MATERIAL SHOWN
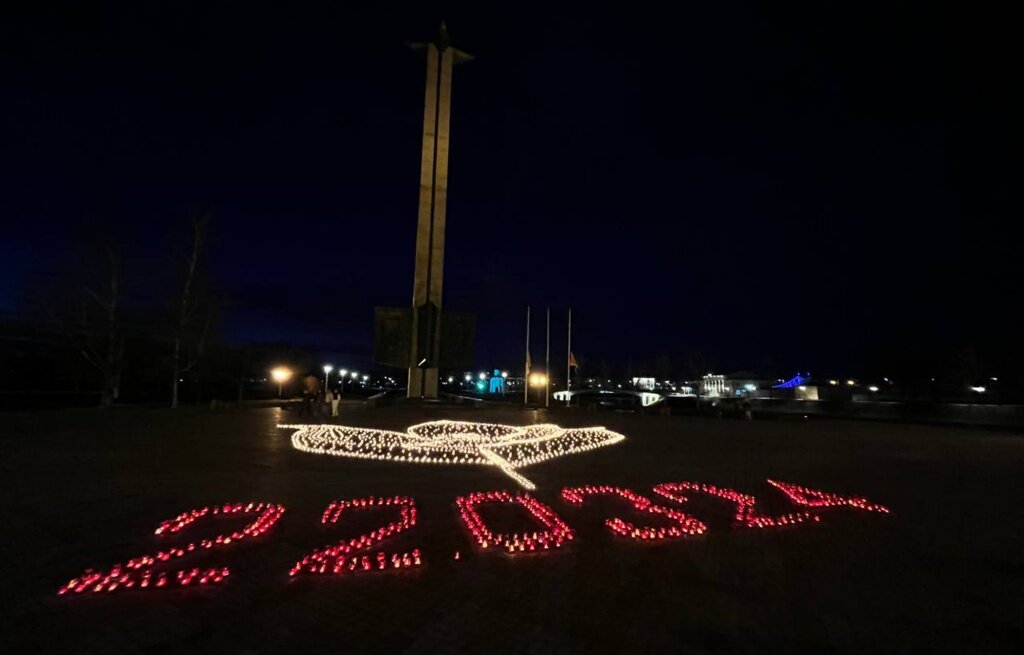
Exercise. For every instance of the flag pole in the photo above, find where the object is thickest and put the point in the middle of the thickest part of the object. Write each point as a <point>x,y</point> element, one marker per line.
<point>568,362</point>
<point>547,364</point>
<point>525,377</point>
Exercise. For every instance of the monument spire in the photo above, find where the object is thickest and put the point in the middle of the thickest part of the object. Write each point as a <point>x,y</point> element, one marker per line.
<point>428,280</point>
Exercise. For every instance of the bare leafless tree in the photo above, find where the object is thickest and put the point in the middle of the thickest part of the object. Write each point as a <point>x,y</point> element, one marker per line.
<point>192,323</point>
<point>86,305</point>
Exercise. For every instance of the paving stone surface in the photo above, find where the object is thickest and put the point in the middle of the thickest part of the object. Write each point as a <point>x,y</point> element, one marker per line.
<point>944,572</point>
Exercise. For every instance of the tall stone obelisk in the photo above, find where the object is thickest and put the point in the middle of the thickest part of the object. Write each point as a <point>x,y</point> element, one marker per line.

AIM OF THE EXERCISE
Reproduce the entire listing above verbatim, line for line, leaving out the pictures.

COMPLETED EXERCISE
Exercise. For every instance of the flag pole in the photo above, find where the object is thickest and put the point in the middle of the thickest part of the object. Write each point as a <point>x,y</point> element, one marker per line.
<point>568,362</point>
<point>547,364</point>
<point>525,377</point>
Exercise. For every instance of the monument spire in the photo above, find where the object is thickest and put the point in the middle of the thickest part of the object. Write each point as a <point>x,y</point> element, one marker per line.
<point>428,280</point>
Exercise. For every instance of the bare leafless tree in the photo above, find where the object is thickest and put the point in the middle of the thickest part of the object. Write each point as a <point>x,y</point> element, one marker per line.
<point>192,323</point>
<point>86,305</point>
Exercise. For every instance of the paving stone surface in the photo above, find where the object is thickest and put the point in the middle of the thickest part of the object. Write each point as a <point>x,y</point> element, one marker per line.
<point>944,572</point>
Exercise. For every instance of the tall stone obelisk in the photo above, find where the object is thickest and put the point in the middle of the thickest part of the object. Write each point as a <point>x,y</point> element, one marker per line.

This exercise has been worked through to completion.